Activity list:
**1.** Duplicate everything in the WIC passage from "Then I moved." down to "juice and cereal.".
**2.** In the WIC passage, what two foods did the worker say should not be piled on everything?

Then I moved. Well, thankfully, we met the dietitian initially in the new county and got everything handled. And when Princess was told to wait on cow's milk until she was a year adjusted, they did those vouchers without the milk on them! Woohoo! Things seemed fine. Little Man transitioned off shortly after his birthday, so now the cupboards aren't SO overloaded with juice and cereal.
In November at NICU clinic, they were concerned about Princess's weight and asked me to increase her calories. Well, upon researching online about kidney diets and increasing calories, they all said I could increase "free fats." Those are those things that fall into the LITTLE BITTY triangle in the food pyramid. Things like mayonnaise, salad dressings, butter, sugar. Those things you're NOT supposed to have a whole lot of. So that's what I did with Princess. She began to have kool-aid to drink and has since begun to LOVE mayonnaise and ranch dressing!
So what does that have to do with WIC? Well, at our last meeting, I met with one of the regular workers. For one, I found out that they are adjusting Princess's age for her weight and height. I always wondered why they would say she was in the "25th percentile" when everyone else was telling me she was in the "5th percentile." Well, now I know! Anyway, when I mentioned about her weight, they told me that she had gained something like 3lbs since her last certification. I thought that was pretty good. I made some comment about increasing her calories because she'd been more active. Then the woman went on to say, "Well, as long as you haven't been piling on the butter or mayonnaise on everything." I had to bite my tongue because that was EXACTLY what I had been doing!

Material supplied:
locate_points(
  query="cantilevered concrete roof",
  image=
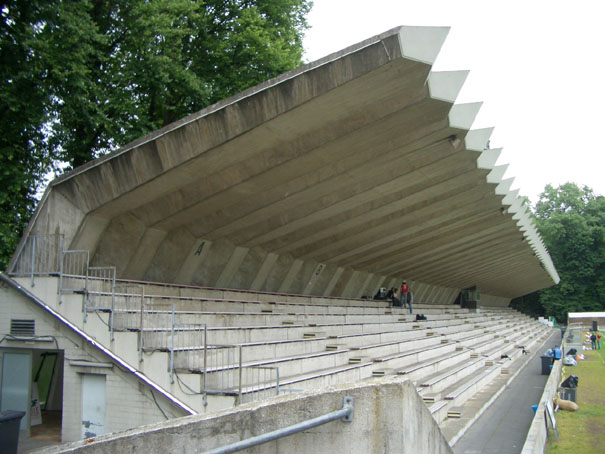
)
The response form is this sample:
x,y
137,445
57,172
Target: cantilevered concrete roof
x,y
347,174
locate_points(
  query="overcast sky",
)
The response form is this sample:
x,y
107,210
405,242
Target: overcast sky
x,y
538,66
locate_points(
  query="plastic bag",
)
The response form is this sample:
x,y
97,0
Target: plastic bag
x,y
570,382
570,361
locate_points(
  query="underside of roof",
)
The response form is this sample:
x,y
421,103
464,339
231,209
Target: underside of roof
x,y
347,174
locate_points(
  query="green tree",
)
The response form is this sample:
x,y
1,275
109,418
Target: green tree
x,y
571,221
81,78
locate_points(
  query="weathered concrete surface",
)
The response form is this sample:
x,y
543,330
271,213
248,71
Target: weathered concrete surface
x,y
388,417
346,174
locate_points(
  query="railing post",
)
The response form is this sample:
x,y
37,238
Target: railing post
x,y
239,390
60,289
141,337
205,399
172,347
345,415
33,258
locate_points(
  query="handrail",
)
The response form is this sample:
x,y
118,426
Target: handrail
x,y
345,414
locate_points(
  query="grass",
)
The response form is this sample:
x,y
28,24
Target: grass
x,y
583,431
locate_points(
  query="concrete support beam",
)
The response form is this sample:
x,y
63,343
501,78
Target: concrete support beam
x,y
236,259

Answers for the exercise:
**1.**
Then I moved. Well, thankfully, we met the dietitian initially in the new county and got everything handled. And when Princess was told to wait on cow's milk until she was a year adjusted, they did those vouchers without the milk on them! Woohoo! Things seemed fine. Little Man transitioned off shortly after his birthday, so now the cupboards aren't SO overloaded with juice and cereal.

**2.** Butter and mayonnaise.